| Artikel |
Eine der wichtigsten Tendenzen in der Geschichte der letzten 400 Jahre ist das kontinuierliche Wachstum der politischen Einheiten. Lag die politische Macht in der frühen Neuzeit noch bei lokalen Herrschern, folgte darauf der Aufbau übergreifender Bürokratien. In den Gebieten in dem der Aufbau der Bürokratie Kleinstaaterei hinterlassen hatte, wirkte schließlich der Nationalismus als integrierende Idee. Der führte jedoch zu einem nationalen Chauvinismus, der in entsetzlichen Kriegen mündete. In der Hoffnung den nationalen Chauvinismus zu überwinden werden heute in Europa und anderswo in der Welt supernationale Strukturen aufgebaut. Die politische Klasse scheint entschlossen zu sein die EU zu einem Bundesstaat auszubauen. Angesichts dieses geschlechtlichen Hintergrunds stellt sich die Frage, ob die europäische Einigung zu einem supernationalen Chauvinismus führen wird.

| Arbeitsauftrag |
Schreiben Sie den Artikel über das Wachstum politischer Einheiten vollständig und Wort für Wort heraus. Maßgeblich ist allein der Artikel.

| Datenauszug |

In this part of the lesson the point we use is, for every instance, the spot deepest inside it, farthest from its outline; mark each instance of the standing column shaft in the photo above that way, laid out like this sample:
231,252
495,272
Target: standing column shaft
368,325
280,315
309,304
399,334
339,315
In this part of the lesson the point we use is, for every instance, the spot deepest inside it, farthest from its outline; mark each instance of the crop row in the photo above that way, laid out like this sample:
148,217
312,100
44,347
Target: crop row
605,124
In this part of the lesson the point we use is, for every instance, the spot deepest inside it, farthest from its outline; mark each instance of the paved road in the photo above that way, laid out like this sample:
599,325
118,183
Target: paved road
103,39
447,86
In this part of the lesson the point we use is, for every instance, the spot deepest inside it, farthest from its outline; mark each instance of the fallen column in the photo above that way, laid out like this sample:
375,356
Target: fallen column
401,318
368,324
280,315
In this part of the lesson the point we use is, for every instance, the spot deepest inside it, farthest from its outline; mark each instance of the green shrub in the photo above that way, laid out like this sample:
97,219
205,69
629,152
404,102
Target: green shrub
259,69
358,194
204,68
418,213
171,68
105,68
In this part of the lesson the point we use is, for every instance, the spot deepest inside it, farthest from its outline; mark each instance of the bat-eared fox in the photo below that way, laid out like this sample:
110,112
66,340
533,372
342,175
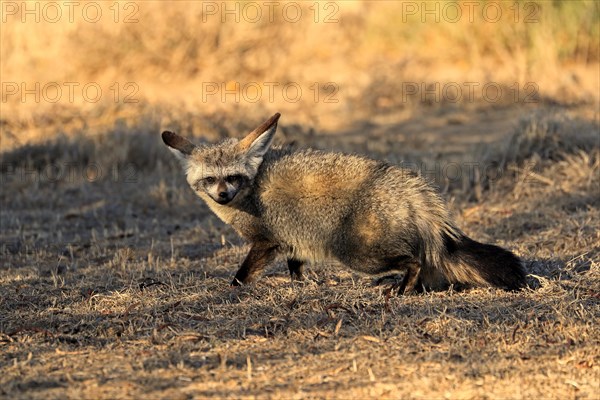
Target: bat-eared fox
309,205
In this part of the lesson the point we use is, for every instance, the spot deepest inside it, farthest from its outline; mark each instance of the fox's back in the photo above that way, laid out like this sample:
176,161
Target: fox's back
313,201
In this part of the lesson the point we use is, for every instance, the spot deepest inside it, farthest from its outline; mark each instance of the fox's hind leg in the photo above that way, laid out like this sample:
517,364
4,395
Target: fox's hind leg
409,282
296,268
260,255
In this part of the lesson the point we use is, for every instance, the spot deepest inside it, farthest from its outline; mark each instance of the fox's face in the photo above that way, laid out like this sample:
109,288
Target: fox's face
226,170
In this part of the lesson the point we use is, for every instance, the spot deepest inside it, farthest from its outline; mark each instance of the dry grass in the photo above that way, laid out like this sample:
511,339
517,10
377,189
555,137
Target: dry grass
114,277
122,290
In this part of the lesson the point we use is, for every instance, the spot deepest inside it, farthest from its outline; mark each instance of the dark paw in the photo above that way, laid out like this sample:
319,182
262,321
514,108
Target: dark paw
235,282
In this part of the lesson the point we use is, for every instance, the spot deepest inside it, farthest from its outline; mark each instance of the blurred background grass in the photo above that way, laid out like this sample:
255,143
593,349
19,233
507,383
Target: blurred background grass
169,58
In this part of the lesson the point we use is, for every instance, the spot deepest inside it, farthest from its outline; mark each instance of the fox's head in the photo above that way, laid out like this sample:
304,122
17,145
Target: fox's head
225,170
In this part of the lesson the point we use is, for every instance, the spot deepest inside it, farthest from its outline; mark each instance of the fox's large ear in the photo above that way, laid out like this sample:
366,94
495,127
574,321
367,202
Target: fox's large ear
259,140
180,146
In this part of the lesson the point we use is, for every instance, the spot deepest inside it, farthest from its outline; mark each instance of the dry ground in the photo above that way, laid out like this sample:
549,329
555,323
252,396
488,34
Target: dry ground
114,278
116,286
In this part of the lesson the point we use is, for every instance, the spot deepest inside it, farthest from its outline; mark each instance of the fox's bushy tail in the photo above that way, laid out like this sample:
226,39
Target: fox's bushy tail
468,261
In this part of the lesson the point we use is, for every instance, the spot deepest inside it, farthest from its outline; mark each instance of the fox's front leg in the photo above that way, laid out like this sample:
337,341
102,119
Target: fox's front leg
260,255
409,282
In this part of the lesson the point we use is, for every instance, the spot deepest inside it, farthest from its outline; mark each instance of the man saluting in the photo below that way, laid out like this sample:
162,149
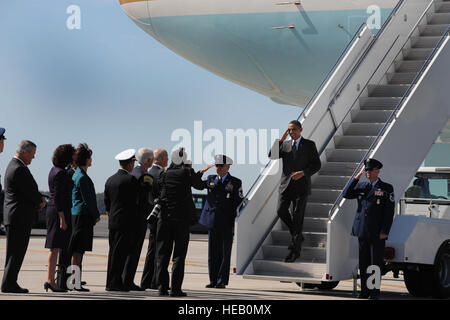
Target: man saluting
300,161
373,220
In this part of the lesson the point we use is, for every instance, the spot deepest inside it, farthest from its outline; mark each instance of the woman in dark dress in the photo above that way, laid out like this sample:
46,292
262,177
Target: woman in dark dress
58,212
85,213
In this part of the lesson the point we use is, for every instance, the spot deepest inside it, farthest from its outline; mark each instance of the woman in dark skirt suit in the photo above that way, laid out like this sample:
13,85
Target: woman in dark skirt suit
58,214
84,208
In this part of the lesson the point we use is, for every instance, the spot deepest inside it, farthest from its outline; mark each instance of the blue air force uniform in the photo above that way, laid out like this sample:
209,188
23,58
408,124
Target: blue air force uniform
224,196
374,216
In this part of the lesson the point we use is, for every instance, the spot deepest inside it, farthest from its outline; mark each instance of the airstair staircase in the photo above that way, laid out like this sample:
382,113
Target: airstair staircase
355,137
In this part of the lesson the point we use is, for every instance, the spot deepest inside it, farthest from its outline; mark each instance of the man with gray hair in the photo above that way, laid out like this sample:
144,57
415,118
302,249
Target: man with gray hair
149,280
145,200
22,201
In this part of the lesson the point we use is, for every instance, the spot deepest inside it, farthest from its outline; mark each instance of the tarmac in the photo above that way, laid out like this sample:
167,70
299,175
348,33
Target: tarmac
34,270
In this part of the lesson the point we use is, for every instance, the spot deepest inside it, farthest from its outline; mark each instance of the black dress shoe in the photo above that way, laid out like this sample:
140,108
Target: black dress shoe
178,293
163,292
81,289
135,287
153,287
15,290
364,295
120,289
53,289
292,256
374,296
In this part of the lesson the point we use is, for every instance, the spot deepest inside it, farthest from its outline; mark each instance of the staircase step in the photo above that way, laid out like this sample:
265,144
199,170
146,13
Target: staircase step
401,77
353,142
417,53
298,269
436,30
311,239
387,90
274,252
424,42
345,155
318,210
311,224
333,182
323,195
383,103
409,66
439,18
338,168
375,116
443,7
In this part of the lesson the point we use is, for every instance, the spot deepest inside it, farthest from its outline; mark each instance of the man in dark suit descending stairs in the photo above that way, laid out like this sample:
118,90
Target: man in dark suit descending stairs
300,161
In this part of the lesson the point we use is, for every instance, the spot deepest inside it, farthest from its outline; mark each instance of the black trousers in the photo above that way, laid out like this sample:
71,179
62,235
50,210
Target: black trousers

| Schriftliche Antwort |
Eine der wichtigsten Tendenzen in der Geschichte der letzten 400 Jahre ist das kontinuierliche Wachstum der politischen Einheiten. Lag die politische Macht in der frühen Neuzeit noch bei lokalen Herrschern, folgte darauf der Aufbau übergreifender Bürokratien. In den Gebieten in dem der Aufbau der Bürokratie Kleinstaaterei hinterlassen hatte, wirkte schließlich der Nationalismus als integrierende Idee. Der führte jedoch zu einem nationalen Chauvinismus, der in entsetzlichen Kriegen mündete. In der Hoffnung den nationalen Chauvinismus zu überwinden werden heute in Europa und anderswo in der Welt supernationale Strukturen aufgebaut. Die politische Klasse scheint entschlossen zu sein die EU zu einem Bundesstaat auszubauen. Angesichts dieses geschlechtlichen Hintergrunds stellt sich die Frage, ob die europäische Einigung zu einem supernationalen Chauvinismus führen wird.